Australia’s Administrative Appeals Tribunal (AAT) doesn’t need a dedicated CIO, according to a new Statutory Review of the organisation.
Recently tabled in federal Parliament and conducted by former Justice of the High Court of Australia, the Hon Ian Callinan AC, the Review was conducted after the amalgamation of the AAT, the Social Security Appeals Tribunal and the Migration Review Tribunal and Refugee Review Tribunal.
The Review’s terms of reference (pdf) focus on whether the amalgamation has succeeded and the AAT is now meeting its statutory objectives. The Review’s thrust is that amalgamations aren’t easy, this one hasn’t gone perfectly and the AAT is therefore “not always meeting community expectations”, in part due to backlogs.
The Review doesn’t find that the Tribunal’s tech is to blame for the problem, instead suggesting the organisation is under-staffed and could usefully be restructured.
Which is where it loses a dedicated CIO.
Callinan assessed the Tribunal’s current structure and recommended its current Registry be divided into two “functional sections” one of which would be formed by merging the offices of assistant registrar and COO, while the other could merge the roles of chief legal officer (CLO) and CIO.
Doing so would address the current situation that sees e-services, information management and general IT split between different executive directors. A proposed new org chart therefore has the combined CLO and CIO in charge of:
- Legal support
- Freedom of information & Privacy
- Records and case management
- Information technology
- Systems architecture
- Digital strategy
There is one small technology-related recommendation in the Review: Callinan notes that AAT matters that have national security considerations can’t be conducted electronically, but recommends that restriction be removed for “hearings of a procedural nature and not touching the substantive material in the application”.
════════════════════
_Written request a_. Please copy, word for word, the records running from the line containing "indicate the silhouetted" down to the line containing "Put a dot on each instance of the frost-covered", with both of those lines included.

_Items from a dataset_.
════════════════════
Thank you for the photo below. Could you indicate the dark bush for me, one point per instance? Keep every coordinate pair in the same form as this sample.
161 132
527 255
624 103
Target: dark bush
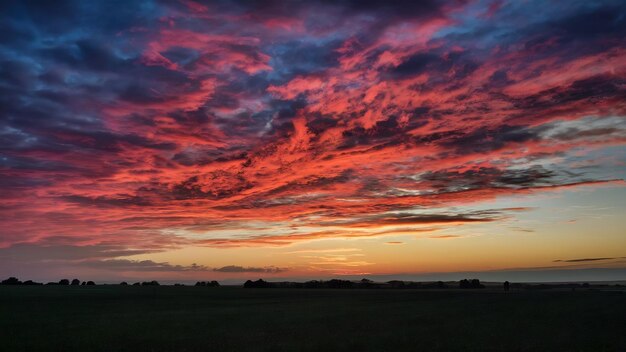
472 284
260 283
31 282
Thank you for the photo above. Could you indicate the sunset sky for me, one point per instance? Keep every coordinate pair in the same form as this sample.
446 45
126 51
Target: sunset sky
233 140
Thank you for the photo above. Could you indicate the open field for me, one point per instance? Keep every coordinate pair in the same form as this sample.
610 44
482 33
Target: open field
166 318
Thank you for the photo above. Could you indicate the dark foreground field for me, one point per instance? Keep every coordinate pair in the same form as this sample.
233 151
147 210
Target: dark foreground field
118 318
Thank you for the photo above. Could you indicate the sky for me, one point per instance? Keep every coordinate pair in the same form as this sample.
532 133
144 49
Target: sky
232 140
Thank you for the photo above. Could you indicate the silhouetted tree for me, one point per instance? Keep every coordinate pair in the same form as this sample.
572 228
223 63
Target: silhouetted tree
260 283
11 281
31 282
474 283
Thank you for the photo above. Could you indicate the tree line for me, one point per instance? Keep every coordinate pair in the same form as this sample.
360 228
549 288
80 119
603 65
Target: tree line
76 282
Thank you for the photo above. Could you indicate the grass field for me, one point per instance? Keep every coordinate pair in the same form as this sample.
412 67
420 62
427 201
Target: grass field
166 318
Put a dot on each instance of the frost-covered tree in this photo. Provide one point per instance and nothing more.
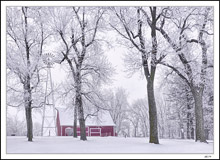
════════════════════
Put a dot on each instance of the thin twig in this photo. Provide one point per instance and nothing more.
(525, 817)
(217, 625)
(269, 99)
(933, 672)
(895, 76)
════════════════════
_Written request b_. In the article on the Administrative Appeals Tribunal review, who conducted the Statutory Review?

_Task solution a_.
Thank you for the photo above. Could you indicate the silhouetted tree for me, one point per instance? Keep every coordinate pair in the same form as this sample.
572 228
223 63
Target: silhouetted tree
260 283
11 281
31 282
474 283
Thank you for the photo above. Could you indicate the tree line for me, one point per instance? Keep every coordinate pair in the same form as this sample.
360 228
549 288
80 119
603 65
Target: tree line
76 282
Thank you for the photo above. Could you indicate the grass field for me, one point per instance? Keep every coordinate pair in the same form as this sample.
412 67
420 62
427 201
Target: grass field
166 318
Put a dot on each instance of the frost-covered tree in this photo. Provide one point per instance and nothing more.

_Task solution b_. The Hon Ian Callinan AC, a former Justice of the High Court of Australia.